Start of MATERIAL SHOWN
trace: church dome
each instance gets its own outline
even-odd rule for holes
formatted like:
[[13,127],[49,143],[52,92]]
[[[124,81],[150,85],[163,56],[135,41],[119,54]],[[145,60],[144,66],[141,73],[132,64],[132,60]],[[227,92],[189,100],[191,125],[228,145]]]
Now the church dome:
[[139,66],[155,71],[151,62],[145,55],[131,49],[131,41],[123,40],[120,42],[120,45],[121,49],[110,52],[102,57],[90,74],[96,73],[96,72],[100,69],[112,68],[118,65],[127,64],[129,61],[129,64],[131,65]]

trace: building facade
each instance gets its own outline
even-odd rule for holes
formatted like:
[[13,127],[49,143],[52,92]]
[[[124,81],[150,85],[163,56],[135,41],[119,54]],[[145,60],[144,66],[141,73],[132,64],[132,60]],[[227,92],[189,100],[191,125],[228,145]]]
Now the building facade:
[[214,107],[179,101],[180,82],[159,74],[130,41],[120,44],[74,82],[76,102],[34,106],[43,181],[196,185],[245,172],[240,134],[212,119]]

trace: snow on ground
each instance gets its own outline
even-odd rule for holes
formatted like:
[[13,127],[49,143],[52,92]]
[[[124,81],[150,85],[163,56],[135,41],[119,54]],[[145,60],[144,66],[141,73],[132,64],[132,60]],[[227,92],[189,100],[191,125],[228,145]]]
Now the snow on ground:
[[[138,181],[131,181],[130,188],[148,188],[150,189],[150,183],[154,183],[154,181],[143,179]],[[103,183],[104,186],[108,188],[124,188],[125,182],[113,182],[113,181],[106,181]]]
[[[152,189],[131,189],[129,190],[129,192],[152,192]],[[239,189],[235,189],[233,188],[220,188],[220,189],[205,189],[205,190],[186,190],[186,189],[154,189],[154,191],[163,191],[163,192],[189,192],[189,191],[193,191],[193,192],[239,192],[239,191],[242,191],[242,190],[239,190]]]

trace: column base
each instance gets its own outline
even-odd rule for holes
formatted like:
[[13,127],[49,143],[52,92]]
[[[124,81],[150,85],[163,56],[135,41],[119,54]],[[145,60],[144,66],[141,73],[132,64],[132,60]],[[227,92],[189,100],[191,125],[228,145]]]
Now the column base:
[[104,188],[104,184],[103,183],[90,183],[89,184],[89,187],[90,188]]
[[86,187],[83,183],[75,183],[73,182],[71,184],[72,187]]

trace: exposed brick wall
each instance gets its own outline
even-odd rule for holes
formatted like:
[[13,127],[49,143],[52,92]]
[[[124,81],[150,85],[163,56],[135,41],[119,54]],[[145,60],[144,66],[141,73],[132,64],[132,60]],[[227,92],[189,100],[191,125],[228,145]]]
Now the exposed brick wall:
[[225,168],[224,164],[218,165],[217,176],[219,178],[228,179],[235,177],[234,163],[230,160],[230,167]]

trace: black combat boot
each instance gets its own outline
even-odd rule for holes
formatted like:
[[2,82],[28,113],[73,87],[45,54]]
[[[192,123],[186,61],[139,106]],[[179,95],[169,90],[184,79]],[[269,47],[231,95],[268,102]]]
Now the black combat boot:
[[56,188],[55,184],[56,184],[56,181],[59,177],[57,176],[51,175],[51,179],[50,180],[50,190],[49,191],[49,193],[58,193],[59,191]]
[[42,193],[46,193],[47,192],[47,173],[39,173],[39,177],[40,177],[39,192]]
End of MATERIAL SHOWN
GIVEN TASK :: Copy every row above word for word, changing nothing.

EXPECTED OUTPUT ::
trace: church dome
each instance gets its own outline
even-odd rule for holes
formatted like:
[[13,127],[49,143],[52,92]]
[[[124,81],[150,85],[163,56],[135,41],[119,54]],[[145,60],[144,66],[141,73],[132,64],[132,60]],[[227,92],[189,100],[191,125],[228,145]]]
Now the church dome:
[[139,66],[155,71],[151,62],[145,55],[131,49],[131,41],[123,40],[120,42],[120,45],[121,49],[110,52],[102,57],[90,74],[96,73],[96,72],[100,69],[112,68],[118,65],[127,64],[129,61],[129,64],[131,65]]

trace: building facade
each instance gets its own outline
even-odd rule for holes
formatted like:
[[13,127],[49,143],[52,92]]
[[[124,81],[150,85],[163,56],[135,41],[119,54]],[[145,60],[144,66],[141,73],[132,64],[132,60]],[[227,92],[189,100],[191,125],[228,145]]]
Now the building facade:
[[214,107],[179,101],[180,82],[159,74],[130,41],[120,44],[74,82],[76,102],[34,106],[43,181],[196,185],[245,172],[240,134],[212,119]]

trace: snow on ground
each instance gets its own outline
even-odd rule for holes
formatted like:
[[13,127],[49,143],[52,92]]
[[[124,81],[150,85],[163,56],[135,41],[119,54]],[[145,60],[144,66],[141,73],[132,64],[132,60]],[[227,92],[189,100],[191,125],[228,145]]]
Now the snow on ground:
[[[138,181],[131,181],[130,188],[148,188],[150,189],[150,183],[154,183],[154,181],[143,179]],[[103,183],[104,186],[108,188],[124,188],[125,182],[113,182],[113,181],[106,181]]]
[[[152,189],[131,189],[129,190],[129,192],[152,192]],[[239,189],[235,189],[233,188],[220,188],[220,189],[205,189],[205,190],[186,190],[186,189],[154,189],[154,191],[163,191],[163,192],[189,192],[189,191],[193,191],[193,192],[239,192],[239,191],[242,191],[242,190],[239,190]]]

trace: column base
each instance gets its own outline
even-odd rule for holes
formatted like:
[[13,127],[49,143],[52,92]]
[[[124,81],[150,85],[163,56],[135,41],[119,54]],[[145,60],[144,66],[141,73],[132,64],[132,60]],[[227,92],[189,100],[191,125],[228,145]]]
Now the column base:
[[104,188],[104,184],[103,183],[90,183],[89,184],[89,187],[90,188]]
[[86,187],[83,183],[75,183],[73,182],[71,184],[72,187]]

trace: exposed brick wall
each instance gets its own outline
even-odd rule for holes
formatted like:
[[13,127],[49,143],[52,92]]
[[[124,81],[150,85],[163,56],[135,41],[119,54]],[[145,60],[144,66],[141,73],[132,64],[132,60]],[[227,92],[189,100],[191,125],[228,145]]]
Now the exposed brick wall:
[[225,168],[224,164],[218,165],[217,176],[219,178],[228,179],[235,177],[234,163],[230,160],[230,167]]

trace: black combat boot
each instance gets its own outline
even-odd rule for holes
formatted like:
[[2,82],[28,113],[73,87],[45,54]]
[[[192,123],[186,61],[139,106]],[[179,95],[169,90],[184,79]],[[269,47],[231,95],[268,102]]]
Now the black combat boot:
[[56,188],[55,184],[56,184],[56,181],[59,177],[57,176],[51,175],[51,179],[50,180],[50,190],[49,191],[49,193],[58,193],[59,191]]
[[42,193],[46,193],[47,192],[47,173],[39,173],[39,177],[40,177],[39,192]]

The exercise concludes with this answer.